WORKING DATA:
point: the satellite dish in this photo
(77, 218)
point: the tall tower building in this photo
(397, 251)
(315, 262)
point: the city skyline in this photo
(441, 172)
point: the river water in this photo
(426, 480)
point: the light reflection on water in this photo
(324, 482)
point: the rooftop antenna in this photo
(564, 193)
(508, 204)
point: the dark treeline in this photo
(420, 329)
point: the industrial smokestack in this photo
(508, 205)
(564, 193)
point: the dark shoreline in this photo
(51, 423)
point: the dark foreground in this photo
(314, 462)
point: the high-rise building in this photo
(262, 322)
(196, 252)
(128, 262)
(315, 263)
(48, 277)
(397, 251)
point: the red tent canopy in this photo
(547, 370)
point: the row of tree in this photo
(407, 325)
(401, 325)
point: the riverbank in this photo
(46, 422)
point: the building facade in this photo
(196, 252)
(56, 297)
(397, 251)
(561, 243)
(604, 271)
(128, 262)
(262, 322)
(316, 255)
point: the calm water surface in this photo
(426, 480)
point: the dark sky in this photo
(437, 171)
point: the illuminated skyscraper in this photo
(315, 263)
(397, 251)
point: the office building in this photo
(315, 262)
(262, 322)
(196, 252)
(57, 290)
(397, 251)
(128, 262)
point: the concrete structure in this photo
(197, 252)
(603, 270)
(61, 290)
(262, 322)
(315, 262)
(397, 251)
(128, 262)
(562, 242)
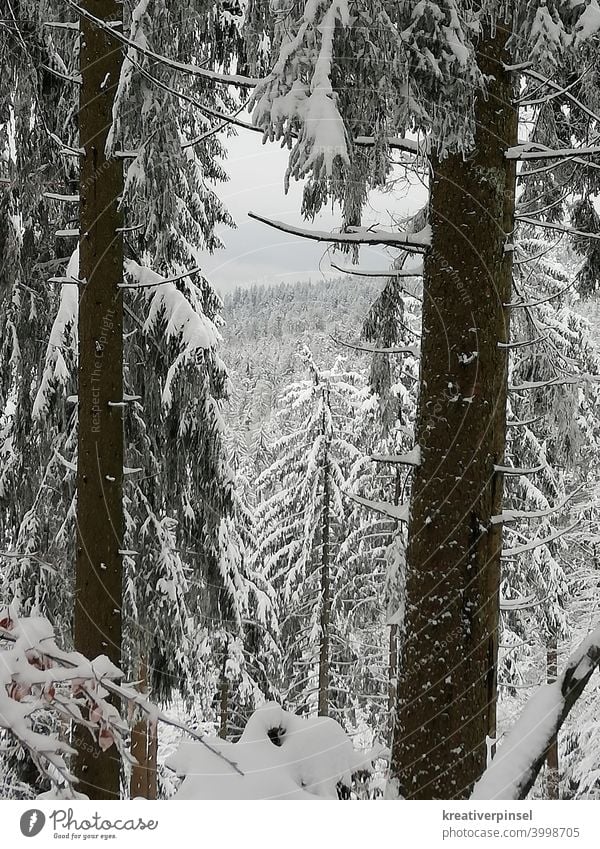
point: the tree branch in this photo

---

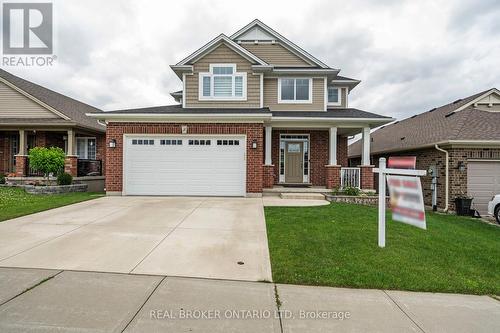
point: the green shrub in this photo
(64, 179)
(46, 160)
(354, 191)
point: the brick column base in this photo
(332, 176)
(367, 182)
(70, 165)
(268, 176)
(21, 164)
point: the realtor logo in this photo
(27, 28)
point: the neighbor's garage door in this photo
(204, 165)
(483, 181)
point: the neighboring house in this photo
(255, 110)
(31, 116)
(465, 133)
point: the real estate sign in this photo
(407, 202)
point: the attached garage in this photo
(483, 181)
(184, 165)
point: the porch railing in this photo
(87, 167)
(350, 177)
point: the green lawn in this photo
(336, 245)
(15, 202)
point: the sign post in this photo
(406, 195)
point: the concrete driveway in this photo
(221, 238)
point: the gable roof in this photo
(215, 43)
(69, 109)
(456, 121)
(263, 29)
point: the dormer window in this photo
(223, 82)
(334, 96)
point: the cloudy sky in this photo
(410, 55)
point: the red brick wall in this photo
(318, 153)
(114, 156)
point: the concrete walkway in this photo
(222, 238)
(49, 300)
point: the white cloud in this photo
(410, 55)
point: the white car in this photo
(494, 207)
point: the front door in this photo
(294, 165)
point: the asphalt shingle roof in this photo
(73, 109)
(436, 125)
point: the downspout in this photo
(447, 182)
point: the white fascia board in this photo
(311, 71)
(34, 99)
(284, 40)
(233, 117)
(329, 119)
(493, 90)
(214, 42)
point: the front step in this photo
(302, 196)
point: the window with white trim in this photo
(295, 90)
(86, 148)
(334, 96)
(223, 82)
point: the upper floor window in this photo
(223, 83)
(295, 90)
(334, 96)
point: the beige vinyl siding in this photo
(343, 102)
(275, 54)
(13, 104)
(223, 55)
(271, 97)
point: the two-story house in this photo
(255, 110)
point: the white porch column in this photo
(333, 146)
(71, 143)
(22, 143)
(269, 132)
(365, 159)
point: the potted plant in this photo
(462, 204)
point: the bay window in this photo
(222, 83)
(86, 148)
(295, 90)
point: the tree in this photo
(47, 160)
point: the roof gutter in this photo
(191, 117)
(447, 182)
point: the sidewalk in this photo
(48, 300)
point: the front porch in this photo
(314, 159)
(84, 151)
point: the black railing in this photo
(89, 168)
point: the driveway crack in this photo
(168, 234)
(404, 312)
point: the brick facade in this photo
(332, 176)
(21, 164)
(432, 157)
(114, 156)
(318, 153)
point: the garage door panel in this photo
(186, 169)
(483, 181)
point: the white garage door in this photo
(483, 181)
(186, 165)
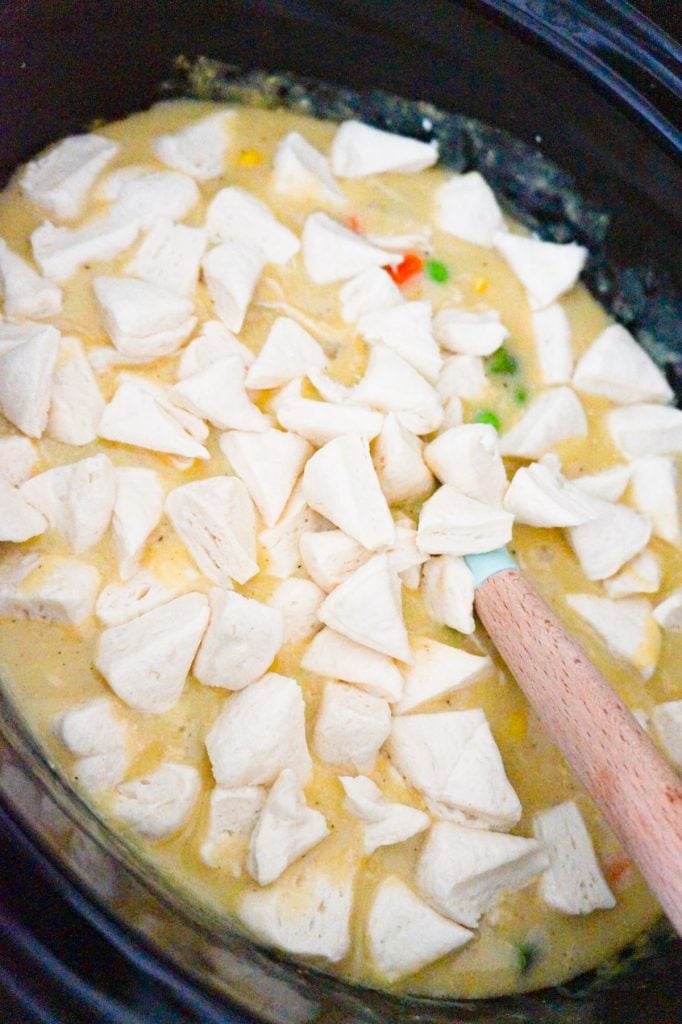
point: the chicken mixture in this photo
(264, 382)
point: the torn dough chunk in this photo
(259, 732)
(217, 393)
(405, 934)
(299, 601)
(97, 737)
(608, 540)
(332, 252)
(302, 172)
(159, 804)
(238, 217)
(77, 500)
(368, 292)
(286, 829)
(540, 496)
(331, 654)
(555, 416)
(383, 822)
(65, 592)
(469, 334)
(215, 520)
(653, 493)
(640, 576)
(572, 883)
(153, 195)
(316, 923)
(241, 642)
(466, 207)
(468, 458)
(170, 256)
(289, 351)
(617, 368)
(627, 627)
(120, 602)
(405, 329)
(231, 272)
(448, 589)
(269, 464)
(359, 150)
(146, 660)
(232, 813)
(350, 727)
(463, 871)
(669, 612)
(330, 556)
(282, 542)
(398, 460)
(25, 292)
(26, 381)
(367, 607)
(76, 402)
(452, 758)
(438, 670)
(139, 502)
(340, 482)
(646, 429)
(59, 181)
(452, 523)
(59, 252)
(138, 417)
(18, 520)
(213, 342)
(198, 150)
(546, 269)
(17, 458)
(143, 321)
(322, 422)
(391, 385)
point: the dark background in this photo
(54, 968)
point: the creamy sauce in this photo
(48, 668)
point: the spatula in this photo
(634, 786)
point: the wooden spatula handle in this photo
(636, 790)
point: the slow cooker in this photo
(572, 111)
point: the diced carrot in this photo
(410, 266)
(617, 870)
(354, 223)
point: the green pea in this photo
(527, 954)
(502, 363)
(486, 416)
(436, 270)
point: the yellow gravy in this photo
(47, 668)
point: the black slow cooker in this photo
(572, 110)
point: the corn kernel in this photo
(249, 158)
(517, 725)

AIM: Count the lines in the items that contain the string "slow", treating case as significant, and give only the number.

RESPONSE FOR THIS EXERCISE: 2